Raw records
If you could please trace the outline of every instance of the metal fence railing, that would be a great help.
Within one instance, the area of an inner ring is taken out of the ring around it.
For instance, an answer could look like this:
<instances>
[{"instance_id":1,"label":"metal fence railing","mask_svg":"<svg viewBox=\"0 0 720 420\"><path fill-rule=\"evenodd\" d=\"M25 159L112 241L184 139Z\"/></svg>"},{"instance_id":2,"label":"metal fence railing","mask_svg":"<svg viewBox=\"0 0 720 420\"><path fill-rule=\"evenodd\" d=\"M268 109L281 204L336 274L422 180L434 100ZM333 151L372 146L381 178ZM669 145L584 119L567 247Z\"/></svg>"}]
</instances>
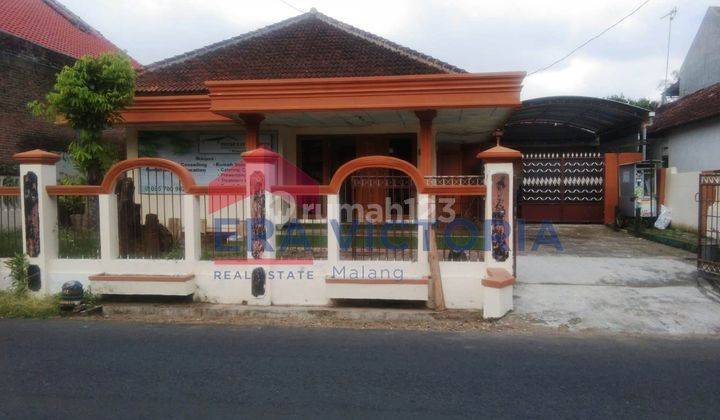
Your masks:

Stated exercise
Turn every line of the material above into a numbered list, skipping blank lines and leaving the pictures out.

Written solution
1. If you could please trace the outline of every instance of the metal fence railing, that would be a great help.
2. Within one instance, the area of an inner ring is taken out of the ring around it.
3. For instance, an answer could look like this:
4. <instances>
5. [{"instance_id":1,"label":"metal fence railing","mask_svg":"<svg viewBox=\"0 0 720 420\"><path fill-rule=\"evenodd\" d=\"M25 159L112 241L184 139Z\"/></svg>"},{"instance_id":2,"label":"metal fence railing","mask_svg":"<svg viewBox=\"0 0 720 420\"><path fill-rule=\"evenodd\" d=\"M268 109L281 204L336 274L422 180L434 100ZM333 151L372 146L381 178ZM669 145L584 119L567 247Z\"/></svg>"}]
6. </instances>
7. Your masks:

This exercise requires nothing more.